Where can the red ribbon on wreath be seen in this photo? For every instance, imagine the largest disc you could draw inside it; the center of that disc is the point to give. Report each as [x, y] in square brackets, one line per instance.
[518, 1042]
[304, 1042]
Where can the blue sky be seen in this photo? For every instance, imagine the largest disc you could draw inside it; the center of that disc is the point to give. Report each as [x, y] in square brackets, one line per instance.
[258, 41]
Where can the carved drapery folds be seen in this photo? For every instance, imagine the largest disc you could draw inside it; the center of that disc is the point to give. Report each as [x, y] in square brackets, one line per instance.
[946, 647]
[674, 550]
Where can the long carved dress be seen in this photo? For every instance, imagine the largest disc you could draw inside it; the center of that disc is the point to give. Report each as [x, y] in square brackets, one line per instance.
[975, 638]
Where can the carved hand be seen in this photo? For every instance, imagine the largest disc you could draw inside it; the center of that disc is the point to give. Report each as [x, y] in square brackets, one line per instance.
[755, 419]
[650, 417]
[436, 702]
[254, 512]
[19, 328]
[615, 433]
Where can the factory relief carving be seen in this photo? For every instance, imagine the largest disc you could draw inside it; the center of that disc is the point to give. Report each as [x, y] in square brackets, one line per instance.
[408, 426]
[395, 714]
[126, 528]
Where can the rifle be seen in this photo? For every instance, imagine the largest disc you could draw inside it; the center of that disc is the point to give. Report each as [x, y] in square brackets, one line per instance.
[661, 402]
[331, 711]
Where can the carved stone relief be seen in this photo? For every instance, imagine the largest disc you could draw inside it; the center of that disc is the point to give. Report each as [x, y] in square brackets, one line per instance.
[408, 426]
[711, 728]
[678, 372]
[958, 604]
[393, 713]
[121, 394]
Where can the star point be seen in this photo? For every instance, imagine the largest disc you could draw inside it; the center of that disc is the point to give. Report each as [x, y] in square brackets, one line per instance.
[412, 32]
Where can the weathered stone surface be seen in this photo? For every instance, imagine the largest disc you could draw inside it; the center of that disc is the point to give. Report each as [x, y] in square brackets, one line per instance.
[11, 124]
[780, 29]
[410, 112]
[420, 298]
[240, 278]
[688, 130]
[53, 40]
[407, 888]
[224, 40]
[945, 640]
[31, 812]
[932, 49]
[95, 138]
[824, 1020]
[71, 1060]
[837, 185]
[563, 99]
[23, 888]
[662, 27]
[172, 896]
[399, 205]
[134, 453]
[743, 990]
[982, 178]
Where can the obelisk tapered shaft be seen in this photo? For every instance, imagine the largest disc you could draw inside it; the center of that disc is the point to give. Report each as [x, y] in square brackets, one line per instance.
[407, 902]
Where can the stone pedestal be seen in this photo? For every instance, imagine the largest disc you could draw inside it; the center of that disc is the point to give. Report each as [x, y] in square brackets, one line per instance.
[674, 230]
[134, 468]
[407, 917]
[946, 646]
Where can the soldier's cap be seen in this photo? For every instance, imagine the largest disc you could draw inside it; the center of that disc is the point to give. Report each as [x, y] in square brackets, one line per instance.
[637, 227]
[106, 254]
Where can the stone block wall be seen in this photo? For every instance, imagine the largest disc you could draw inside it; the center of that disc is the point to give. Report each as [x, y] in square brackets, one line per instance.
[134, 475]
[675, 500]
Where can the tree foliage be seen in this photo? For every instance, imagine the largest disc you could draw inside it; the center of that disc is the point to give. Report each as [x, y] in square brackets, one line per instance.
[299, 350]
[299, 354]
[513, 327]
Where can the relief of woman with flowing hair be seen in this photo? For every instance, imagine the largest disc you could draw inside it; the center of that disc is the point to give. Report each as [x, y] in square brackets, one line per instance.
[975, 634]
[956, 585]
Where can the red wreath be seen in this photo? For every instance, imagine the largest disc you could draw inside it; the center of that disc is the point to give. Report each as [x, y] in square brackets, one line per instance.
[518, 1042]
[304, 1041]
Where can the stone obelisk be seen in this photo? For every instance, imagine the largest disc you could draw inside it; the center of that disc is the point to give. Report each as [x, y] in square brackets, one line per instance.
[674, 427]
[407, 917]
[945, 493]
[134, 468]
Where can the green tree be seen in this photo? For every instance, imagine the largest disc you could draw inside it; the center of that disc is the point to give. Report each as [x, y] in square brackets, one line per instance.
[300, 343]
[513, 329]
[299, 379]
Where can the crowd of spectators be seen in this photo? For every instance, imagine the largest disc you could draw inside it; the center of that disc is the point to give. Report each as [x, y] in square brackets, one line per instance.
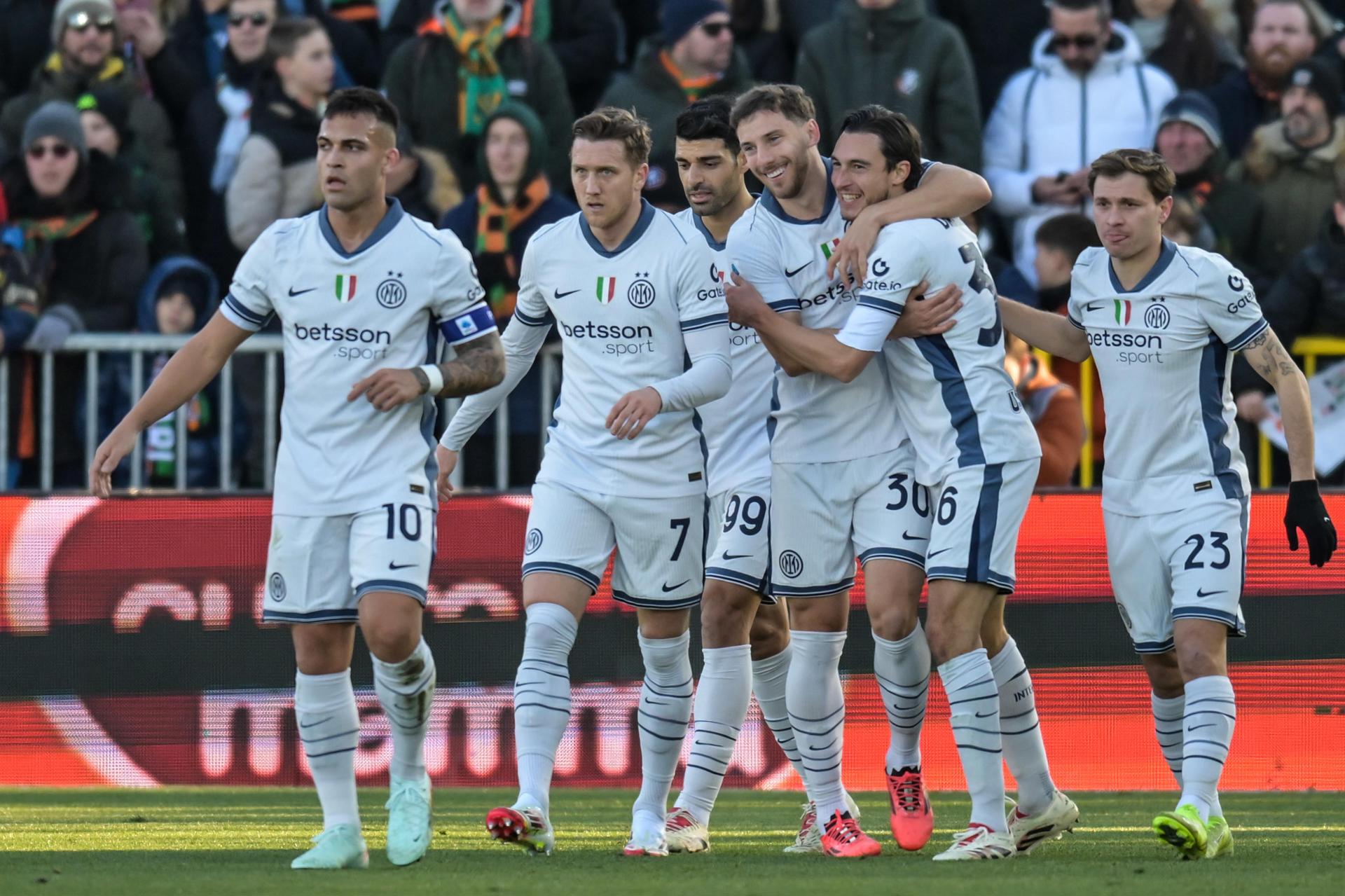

WHAT IS NEEDED.
Every record above must be printed exactly, except for its images.

SOLUTION TO THIS TASK.
Where can the red ribbon on wreath be seen in this photo? For every instance, imagine the largest disc you could draw inside it; the center of that disc is the point to give. Report each as [x, y] in square brackets, one line per instance.
[518, 1042]
[304, 1042]
Where can the blue sky be seen in this photo? For every instance, imagine the largest disc you could draw inside it; the center of that disc is the point to give. Report each as [x, y] in square brackets, one line per instance.
[258, 41]
Where can the carved drapery folds be seen in this photo? For every instance, imagine the largest disc you could draw inside it; the center of that disc is the point to give. Report each as [x, y] in square brackets, one line per instance.
[946, 647]
[674, 550]
Where can the long carved dress be seen in this photo? For every instance, imagine the largest disc you could draw inside it; the center of that disc is the point to give. Report each as [x, y] in square brackets, one line per instance.
[975, 638]
Where can the carved hand be seen in this photo? For every instance, imagine the largest disc you could draw inside it; the center of that disc is the point to give. Report each as [x, y] in square brackets, one line per instance.
[755, 419]
[650, 417]
[436, 702]
[254, 512]
[19, 328]
[615, 433]
Where can the factory relief carving be seen in this photo? For every instance, imagine the largest disc you could draw inside it; the center of that disc is the point to give. Report each as [x, y] in square brackets, one line per instance.
[408, 426]
[395, 714]
[126, 528]
Where can the rifle be seen in this photo? For every instance, imagine the largest disc you could draw inside it; the center of that disc is the point to give. Report each as [x, y] in square brackets, one line per instance.
[661, 402]
[331, 711]
Where can the carved stone relief be seen in this photo? For every instance, imagine the largest disc you could draw inside it; the center of that disc is the point to give. Report each as [x, y] in square brackets, one line per instance.
[408, 426]
[711, 728]
[678, 372]
[958, 604]
[393, 713]
[121, 394]
Where can the star point be seen in this photo? For every instance, imagine the largest disc you could draw inside it; the center of that disc is the point to give. Report each as [x, y] in square brackets, one line per instance.
[412, 32]
Where can the weathered stone surface be seen in this photo? For every instance, imagine the largest disc you could draw inside it; the center of that disc is the point to give. Report each as [x, y] in square brackets, one line per instance.
[11, 124]
[780, 29]
[410, 112]
[420, 298]
[240, 278]
[688, 130]
[53, 40]
[407, 888]
[224, 40]
[945, 640]
[31, 812]
[932, 49]
[95, 138]
[824, 1020]
[71, 1060]
[837, 185]
[563, 99]
[23, 888]
[662, 27]
[172, 896]
[399, 205]
[134, 453]
[743, 990]
[982, 178]
Where can the obelisk tapered shaft be seen in this photo? For every instance, imagine the largest disc you could draw inside it; the center of that disc is the point to give. Report each as [x, y] in square brackets, one line per instance.
[407, 902]
Where can the stone pedestal be seen in this photo? For every instance, imagine the largest disc you could draw inside it; the center of that disc is the point to give. Report each as [x, y] in square brackets, one line per instance.
[674, 230]
[134, 468]
[407, 917]
[946, 646]
Where can the soldier's cap be seen in this photo? For every instance, imagine the largest disc you could draw inside it; the center of that disc is the point to give. Report each as [x, y] in square brackets, one line per instance.
[637, 227]
[106, 254]
Where can the stone block wall be seen in this photo? For every instance, imagine the largest disc you could draw inside it; the center of that disc is the point to give. Report each as [x, y] in square brackets, one line per instance.
[134, 475]
[675, 500]
Where can the tree foliage be seen in this photo? For every instance, imagine the largest disc you could draw inside it; the center of that disc is the point to give. Report each as [x, y] in square brackets, one line per instance.
[299, 350]
[299, 354]
[513, 327]
Where can the relief of woman with flowing hair be seen in this photo? For every instance, imagine the largest disc you could draw inside it; the center of that disc is the point to give. Report each as [x, y] in square brackets, one line per instance.
[975, 634]
[956, 585]
Where can the red wreath be seen in this photo? For every instance, imagine the largest disc you could draw inside it; the center of that disc is the point to give. Report each as [x, y] in square brackets, one line per instance.
[518, 1042]
[304, 1041]
Where can the stone obelisk be seen in this photo? For every instance, imagine the largest disc you could draw inside it; the center of that disc is the point to give. Report each as [x, y] in square brackets, one line per instance.
[674, 427]
[407, 917]
[945, 493]
[134, 468]
Where can the green tree be seen in this photo? For every instance, imagine the largest disc you could draw inside it; the center of that disc is the point to give. Report each as [x, y] in square brackets, one line per instance.
[300, 343]
[513, 329]
[299, 379]
Where can the crowd of spectators be seen in this photo? For every instance, imagine the largest disc you could draw inside it; the center of that disc is the point to give. Report each as [x, y] in square brackets, one line per instance.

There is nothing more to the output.